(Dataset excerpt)
● ● ● ● ●

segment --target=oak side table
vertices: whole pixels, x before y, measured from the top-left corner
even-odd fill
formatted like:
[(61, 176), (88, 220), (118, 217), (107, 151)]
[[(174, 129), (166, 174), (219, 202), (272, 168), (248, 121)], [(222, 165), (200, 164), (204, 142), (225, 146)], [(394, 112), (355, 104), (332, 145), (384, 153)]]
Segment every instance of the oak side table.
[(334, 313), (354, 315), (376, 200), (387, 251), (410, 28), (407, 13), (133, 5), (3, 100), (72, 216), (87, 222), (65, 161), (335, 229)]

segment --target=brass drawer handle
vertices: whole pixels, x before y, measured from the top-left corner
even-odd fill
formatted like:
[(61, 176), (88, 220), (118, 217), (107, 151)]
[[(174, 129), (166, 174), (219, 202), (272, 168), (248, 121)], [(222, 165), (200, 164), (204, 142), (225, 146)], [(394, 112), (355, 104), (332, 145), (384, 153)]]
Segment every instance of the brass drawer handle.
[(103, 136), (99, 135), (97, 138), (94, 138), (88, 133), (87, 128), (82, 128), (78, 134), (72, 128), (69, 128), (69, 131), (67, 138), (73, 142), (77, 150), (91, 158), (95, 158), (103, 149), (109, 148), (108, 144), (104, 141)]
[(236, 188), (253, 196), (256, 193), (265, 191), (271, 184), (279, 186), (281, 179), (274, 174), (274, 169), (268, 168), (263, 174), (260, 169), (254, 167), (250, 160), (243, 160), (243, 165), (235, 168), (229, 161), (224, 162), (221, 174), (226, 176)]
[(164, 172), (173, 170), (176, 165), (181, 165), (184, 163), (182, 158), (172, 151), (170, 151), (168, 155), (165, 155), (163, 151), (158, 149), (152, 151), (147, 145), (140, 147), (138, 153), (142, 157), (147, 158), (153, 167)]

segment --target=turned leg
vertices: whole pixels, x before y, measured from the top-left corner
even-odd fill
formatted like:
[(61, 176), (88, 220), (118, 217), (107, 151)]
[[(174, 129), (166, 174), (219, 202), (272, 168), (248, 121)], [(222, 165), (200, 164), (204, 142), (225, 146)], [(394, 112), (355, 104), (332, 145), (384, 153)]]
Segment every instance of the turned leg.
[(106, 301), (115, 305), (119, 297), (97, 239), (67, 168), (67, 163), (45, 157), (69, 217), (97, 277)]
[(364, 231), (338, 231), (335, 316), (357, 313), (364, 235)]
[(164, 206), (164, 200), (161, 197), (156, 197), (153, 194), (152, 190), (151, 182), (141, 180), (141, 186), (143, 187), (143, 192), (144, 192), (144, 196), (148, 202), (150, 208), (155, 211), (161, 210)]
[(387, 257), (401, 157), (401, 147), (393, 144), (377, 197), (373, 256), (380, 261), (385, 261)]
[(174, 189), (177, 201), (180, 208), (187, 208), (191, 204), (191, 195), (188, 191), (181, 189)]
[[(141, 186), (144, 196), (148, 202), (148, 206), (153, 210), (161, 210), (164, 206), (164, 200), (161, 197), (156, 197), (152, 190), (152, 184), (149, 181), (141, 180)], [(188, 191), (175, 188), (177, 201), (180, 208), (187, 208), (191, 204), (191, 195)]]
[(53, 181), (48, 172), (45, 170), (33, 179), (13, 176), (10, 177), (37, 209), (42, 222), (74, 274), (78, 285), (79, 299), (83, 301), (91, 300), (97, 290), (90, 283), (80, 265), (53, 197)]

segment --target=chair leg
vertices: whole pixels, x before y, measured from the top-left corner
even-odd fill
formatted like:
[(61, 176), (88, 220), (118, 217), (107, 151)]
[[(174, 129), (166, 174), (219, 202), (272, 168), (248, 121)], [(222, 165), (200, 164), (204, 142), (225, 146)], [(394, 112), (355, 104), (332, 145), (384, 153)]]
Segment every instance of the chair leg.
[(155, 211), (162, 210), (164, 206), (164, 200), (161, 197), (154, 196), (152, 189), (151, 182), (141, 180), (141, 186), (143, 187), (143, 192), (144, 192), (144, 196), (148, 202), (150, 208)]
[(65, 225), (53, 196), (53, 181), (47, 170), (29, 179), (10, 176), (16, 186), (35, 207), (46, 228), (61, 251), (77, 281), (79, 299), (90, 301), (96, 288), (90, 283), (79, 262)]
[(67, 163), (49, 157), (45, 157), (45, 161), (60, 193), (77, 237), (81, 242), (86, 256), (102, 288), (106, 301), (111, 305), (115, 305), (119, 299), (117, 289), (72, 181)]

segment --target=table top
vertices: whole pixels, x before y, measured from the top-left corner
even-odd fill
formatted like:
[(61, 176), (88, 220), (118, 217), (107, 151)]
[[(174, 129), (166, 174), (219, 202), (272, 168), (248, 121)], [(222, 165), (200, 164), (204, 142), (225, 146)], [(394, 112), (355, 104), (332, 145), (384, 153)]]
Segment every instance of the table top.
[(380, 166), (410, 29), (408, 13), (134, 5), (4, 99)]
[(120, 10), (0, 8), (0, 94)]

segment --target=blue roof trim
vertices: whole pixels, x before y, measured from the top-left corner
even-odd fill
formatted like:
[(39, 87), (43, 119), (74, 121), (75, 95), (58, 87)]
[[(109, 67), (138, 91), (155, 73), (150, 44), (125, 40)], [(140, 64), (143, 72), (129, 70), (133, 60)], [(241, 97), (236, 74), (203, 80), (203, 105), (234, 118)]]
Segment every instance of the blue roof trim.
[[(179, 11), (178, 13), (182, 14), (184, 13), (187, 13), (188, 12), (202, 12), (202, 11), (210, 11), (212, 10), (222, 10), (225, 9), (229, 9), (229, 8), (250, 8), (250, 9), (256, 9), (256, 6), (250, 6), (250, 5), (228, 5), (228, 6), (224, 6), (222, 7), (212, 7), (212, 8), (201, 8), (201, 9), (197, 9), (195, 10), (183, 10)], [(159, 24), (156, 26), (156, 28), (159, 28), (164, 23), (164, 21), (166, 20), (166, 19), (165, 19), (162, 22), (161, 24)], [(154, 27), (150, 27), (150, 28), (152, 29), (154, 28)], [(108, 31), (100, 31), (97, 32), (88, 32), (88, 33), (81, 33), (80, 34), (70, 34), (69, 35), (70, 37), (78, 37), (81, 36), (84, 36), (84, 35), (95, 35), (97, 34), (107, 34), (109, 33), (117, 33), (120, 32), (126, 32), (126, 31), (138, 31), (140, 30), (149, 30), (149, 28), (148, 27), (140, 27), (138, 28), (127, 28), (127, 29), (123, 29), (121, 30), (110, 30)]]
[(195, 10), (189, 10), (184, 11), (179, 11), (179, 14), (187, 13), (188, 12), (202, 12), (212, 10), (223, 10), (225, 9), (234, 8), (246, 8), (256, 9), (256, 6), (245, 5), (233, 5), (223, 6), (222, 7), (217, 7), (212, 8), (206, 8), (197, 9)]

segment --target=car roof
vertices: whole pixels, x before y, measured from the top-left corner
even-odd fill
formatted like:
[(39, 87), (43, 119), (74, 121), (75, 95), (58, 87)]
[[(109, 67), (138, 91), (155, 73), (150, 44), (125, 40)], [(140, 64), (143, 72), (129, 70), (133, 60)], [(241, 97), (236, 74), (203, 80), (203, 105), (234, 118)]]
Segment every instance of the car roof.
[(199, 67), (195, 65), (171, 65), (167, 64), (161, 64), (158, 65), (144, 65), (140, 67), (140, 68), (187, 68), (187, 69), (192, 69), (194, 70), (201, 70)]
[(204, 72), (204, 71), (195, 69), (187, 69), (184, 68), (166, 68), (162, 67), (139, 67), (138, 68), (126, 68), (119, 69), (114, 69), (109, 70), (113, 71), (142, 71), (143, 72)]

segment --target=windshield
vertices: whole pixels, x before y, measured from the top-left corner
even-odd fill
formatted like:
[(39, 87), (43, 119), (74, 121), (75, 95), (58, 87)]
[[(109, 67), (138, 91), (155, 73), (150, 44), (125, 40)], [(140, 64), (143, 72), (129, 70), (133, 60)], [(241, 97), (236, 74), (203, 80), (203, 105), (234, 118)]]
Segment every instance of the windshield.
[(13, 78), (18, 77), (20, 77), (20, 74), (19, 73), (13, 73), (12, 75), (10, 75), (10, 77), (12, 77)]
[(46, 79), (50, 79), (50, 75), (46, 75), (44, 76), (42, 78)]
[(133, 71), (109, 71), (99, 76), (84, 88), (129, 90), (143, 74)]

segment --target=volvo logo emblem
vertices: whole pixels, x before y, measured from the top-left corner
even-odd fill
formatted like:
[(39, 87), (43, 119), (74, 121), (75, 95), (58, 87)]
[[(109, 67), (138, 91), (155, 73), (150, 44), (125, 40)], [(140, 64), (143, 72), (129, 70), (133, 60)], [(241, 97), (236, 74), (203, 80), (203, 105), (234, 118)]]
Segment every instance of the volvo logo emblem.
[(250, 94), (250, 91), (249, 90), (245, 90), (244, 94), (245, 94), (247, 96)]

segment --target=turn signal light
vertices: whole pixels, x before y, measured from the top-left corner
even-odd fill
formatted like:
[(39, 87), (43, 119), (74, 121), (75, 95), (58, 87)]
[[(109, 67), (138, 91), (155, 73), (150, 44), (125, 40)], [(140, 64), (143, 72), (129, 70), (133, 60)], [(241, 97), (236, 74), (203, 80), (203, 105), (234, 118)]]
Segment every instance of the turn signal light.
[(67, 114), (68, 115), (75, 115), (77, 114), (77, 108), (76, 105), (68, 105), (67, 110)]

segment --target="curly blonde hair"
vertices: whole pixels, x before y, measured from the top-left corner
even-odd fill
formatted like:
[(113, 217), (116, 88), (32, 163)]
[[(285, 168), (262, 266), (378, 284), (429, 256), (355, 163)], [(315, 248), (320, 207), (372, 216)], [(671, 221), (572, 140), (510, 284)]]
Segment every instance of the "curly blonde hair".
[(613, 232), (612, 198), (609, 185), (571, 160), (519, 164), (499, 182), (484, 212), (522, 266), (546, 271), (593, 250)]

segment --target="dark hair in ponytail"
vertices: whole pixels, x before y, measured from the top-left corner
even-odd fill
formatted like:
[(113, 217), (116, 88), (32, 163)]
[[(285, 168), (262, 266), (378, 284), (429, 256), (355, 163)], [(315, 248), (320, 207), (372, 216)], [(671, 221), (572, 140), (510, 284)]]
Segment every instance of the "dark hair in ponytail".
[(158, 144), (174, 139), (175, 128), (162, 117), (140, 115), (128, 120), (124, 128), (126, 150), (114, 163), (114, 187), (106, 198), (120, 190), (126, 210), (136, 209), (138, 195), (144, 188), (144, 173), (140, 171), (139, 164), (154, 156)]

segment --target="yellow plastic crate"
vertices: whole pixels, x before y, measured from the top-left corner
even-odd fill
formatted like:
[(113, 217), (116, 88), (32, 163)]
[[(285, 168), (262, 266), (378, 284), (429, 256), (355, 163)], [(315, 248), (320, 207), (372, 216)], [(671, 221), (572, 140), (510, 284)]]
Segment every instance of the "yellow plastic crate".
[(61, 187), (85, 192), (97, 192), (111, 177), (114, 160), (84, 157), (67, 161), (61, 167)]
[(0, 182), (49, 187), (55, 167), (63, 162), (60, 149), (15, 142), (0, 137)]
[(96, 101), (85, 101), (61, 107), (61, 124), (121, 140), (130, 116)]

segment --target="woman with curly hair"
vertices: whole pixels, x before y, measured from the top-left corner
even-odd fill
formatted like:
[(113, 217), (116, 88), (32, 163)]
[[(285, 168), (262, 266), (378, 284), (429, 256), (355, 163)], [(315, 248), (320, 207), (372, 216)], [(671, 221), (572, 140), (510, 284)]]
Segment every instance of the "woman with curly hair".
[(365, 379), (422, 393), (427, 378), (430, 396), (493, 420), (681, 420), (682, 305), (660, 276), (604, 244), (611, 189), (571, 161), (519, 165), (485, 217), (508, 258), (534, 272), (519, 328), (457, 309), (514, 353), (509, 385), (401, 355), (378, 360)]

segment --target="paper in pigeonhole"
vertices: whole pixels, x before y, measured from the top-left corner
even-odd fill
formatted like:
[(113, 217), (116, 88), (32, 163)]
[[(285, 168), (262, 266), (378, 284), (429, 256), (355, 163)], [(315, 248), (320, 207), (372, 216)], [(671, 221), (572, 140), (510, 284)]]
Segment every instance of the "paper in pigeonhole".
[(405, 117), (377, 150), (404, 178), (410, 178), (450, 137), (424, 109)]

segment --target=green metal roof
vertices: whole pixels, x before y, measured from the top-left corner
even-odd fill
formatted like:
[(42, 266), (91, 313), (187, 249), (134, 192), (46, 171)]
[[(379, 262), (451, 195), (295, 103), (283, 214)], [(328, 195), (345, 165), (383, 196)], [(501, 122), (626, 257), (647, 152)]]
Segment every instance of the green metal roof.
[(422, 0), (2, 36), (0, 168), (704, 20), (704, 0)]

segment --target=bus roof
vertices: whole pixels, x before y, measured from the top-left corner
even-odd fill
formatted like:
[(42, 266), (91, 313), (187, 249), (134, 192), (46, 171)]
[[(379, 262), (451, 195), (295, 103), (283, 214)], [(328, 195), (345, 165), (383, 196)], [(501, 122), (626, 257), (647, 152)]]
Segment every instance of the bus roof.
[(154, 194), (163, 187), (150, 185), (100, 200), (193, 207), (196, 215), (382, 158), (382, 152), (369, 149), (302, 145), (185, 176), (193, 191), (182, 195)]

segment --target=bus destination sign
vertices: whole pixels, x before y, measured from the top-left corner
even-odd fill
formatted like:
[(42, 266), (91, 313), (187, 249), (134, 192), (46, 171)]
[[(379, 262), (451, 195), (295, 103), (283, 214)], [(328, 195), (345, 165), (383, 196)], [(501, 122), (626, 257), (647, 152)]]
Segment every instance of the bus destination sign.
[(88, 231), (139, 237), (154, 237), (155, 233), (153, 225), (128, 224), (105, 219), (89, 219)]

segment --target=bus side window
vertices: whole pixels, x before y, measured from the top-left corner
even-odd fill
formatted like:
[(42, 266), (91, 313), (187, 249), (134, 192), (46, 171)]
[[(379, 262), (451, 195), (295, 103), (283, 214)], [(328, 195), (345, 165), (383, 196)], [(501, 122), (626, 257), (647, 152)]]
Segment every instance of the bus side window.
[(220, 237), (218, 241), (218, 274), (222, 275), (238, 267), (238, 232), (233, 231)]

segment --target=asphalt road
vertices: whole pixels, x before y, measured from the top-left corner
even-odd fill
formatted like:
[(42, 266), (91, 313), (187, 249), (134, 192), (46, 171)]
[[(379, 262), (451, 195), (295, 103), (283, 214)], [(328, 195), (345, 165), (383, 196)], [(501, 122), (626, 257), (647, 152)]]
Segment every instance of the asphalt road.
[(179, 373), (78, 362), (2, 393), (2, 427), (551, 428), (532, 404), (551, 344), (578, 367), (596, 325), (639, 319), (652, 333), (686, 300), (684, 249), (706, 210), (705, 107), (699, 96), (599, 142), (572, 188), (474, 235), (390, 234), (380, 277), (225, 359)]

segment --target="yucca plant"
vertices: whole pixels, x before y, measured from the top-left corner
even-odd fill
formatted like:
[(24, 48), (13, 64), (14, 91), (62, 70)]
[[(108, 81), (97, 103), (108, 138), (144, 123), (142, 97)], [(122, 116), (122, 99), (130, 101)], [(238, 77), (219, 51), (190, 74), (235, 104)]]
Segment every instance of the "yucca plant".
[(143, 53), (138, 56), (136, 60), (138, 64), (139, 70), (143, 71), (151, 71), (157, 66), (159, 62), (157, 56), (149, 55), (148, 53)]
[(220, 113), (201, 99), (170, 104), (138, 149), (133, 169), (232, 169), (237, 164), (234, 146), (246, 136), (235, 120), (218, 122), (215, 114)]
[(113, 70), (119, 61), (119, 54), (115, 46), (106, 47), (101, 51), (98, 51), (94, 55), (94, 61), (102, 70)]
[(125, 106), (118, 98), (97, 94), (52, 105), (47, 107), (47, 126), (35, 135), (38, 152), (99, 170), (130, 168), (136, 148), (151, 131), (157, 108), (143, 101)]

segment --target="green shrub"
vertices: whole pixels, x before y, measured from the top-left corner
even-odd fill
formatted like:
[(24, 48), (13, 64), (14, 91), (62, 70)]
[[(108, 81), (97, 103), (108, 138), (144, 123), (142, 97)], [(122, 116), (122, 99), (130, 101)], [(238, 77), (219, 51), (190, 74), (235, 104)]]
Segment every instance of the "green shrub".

● ● ● ● ●

- [WHAT THIS TASK INVOLVES] Copy the lines above, from the line with "segment --target=brass drawer handle" up to and including the line with "158), (153, 167)]", and shift every vertex coordinate in the outlines by adding 139 to each x and y value. Leave all other lines unchanged.

- [WORKED ANSWER]
segment --target=brass drawer handle
vertices: whole pixels, x before y, measured from the top-left corner
even-odd fill
formatted like:
[(61, 176), (88, 220), (118, 217), (107, 151)]
[[(174, 129), (166, 174), (219, 202), (272, 168), (248, 121)], [(222, 165), (200, 164), (204, 142), (225, 146)], [(394, 112), (355, 104), (332, 145), (384, 153)]]
Segment every instance of the brass drawer handle.
[(242, 275), (238, 274), (236, 277), (233, 277), (227, 272), (226, 267), (221, 267), (217, 273), (211, 267), (208, 267), (208, 270), (206, 277), (212, 281), (216, 289), (230, 297), (234, 297), (242, 288), (248, 287), (247, 283), (243, 280)]
[(375, 327), (392, 335), (395, 332), (404, 330), (410, 323), (418, 325), (420, 318), (413, 313), (413, 308), (407, 307), (402, 313), (399, 308), (393, 306), (389, 299), (382, 299), (382, 304), (374, 307), (368, 300), (363, 301), (360, 313), (365, 315)]
[(303, 311), (312, 309), (315, 304), (320, 304), (323, 302), (321, 297), (311, 290), (309, 290), (307, 294), (304, 294), (302, 290), (297, 288), (291, 290), (286, 284), (279, 286), (277, 292), (281, 296), (286, 297), (292, 306)]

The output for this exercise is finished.